Passage shown:

Top 10 tips for... Sociable lunch-times

Written by: Suzanne O’Connell | Published:
Image: Adobe Stock

We all know how important eating together is – sitting around a table and having opportunity to chat is a valuable social experience. As part of our top 10 tips series, Suzanne O’Connell considers making lunch-times socialable, calm, and harmonious

1, Organisational factors

Your physical environment, multi-use of rooms and buildings, number of children, and the logistics of getting them through lunch-time will dictate much of what you do. However, do check that there aren’t other options available to you that might bring benefits.

“We’ve always done it this way” is no rationale for the choices you make and although it can be difficult to instigate change, it can be worth it in the long run. Ask yourself and your staff:

  • Are your lunchbox children kept separate from your school dinners children and does it have to be this way?
  • Is everyone organised according to year groups, or could you manage some “family” tables with children sitting in houses or otherwise arranged?
  • Could you introduce a seating plan so that pupils are not just focused on being in and out as quickly as possible and know who they are sitting with each day?
  • Would lunch-time be more manageable if it was staggered?

During Covid schools operated lunch-times where eating took place in class groups and “bubbles” rather than in the dining room. Some schools have continued to use this system, finding it an easier way of delivering a calmer lunch.

Others simply have found it unmanageable once all their pupils were back in school. Reflect on the way you organised lunches in groups and consider whether some of this practice could still be beneficially applied.

2, Special family and theme days

Why not invite members of your local community to eat with you on occasions? They can pay for their dinners, or your PTA might like to sponsor some events – for example if you decide to have a grandparents’ dinner. Planning an annual cycle of themes can build interest into the lunch routine.

Collected data
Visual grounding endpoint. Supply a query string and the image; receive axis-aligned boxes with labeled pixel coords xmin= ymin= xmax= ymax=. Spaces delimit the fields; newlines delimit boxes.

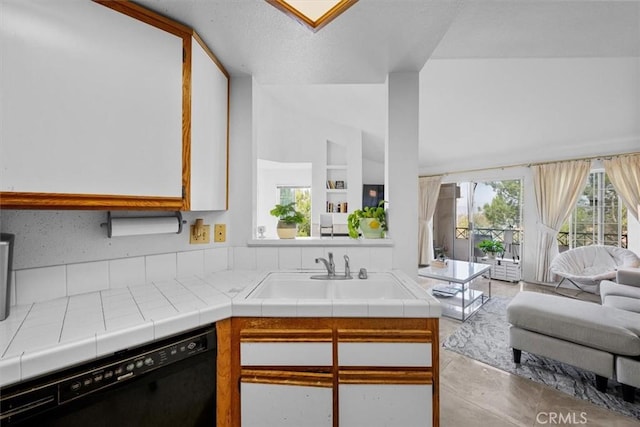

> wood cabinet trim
xmin=240 ymin=329 xmax=333 ymax=342
xmin=338 ymin=329 xmax=433 ymax=343
xmin=240 ymin=368 xmax=333 ymax=388
xmin=225 ymin=318 xmax=440 ymax=427
xmin=0 ymin=0 xmax=231 ymax=211
xmin=0 ymin=191 xmax=183 ymax=211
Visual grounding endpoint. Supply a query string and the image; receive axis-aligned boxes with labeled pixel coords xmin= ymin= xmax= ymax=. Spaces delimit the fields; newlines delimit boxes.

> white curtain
xmin=532 ymin=160 xmax=591 ymax=282
xmin=418 ymin=176 xmax=442 ymax=265
xmin=604 ymin=154 xmax=640 ymax=220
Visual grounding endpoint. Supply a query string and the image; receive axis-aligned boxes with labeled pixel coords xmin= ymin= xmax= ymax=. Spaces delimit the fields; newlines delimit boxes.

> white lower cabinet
xmin=338 ymin=384 xmax=433 ymax=427
xmin=228 ymin=318 xmax=439 ymax=427
xmin=240 ymin=382 xmax=333 ymax=427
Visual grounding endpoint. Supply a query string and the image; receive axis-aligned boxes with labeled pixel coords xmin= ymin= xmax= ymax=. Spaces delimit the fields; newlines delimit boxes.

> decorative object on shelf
xmin=362 ymin=184 xmax=384 ymax=207
xmin=478 ymin=239 xmax=504 ymax=258
xmin=100 ymin=212 xmax=186 ymax=238
xmin=326 ymin=202 xmax=349 ymax=213
xmin=269 ymin=202 xmax=304 ymax=239
xmin=347 ymin=200 xmax=387 ymax=239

Task requirements:
**a)** Can you reproduce the lunch-time tips between "Why not invite" and "the lunch routine.", inclusive, with "local community" updated to "wider community"?
**b)** How would you sum up the lunch-time tips in two sentences?

Task answers:
**a)**
Why not invite members of your wider community to eat with you on occasions? They can pay for their dinners, or your PTA might like to sponsor some events – for example if you decide to have a grandparents’ dinner. Planning an annual cycle of themes can build interest into the lunch routine.

**b)** Eating together is a valuable social experience, and schools should check whether their lunch-time organization could be improved, for example by reconsidering separate lunchbox and school dinner groups, year-group seating, seating plans, staggered lunches, or the class-group eating used during Covid. Schools might also invite members of their local community to eat with them on occasions and plan an annual cycle of themes to build interest into the lunch routine.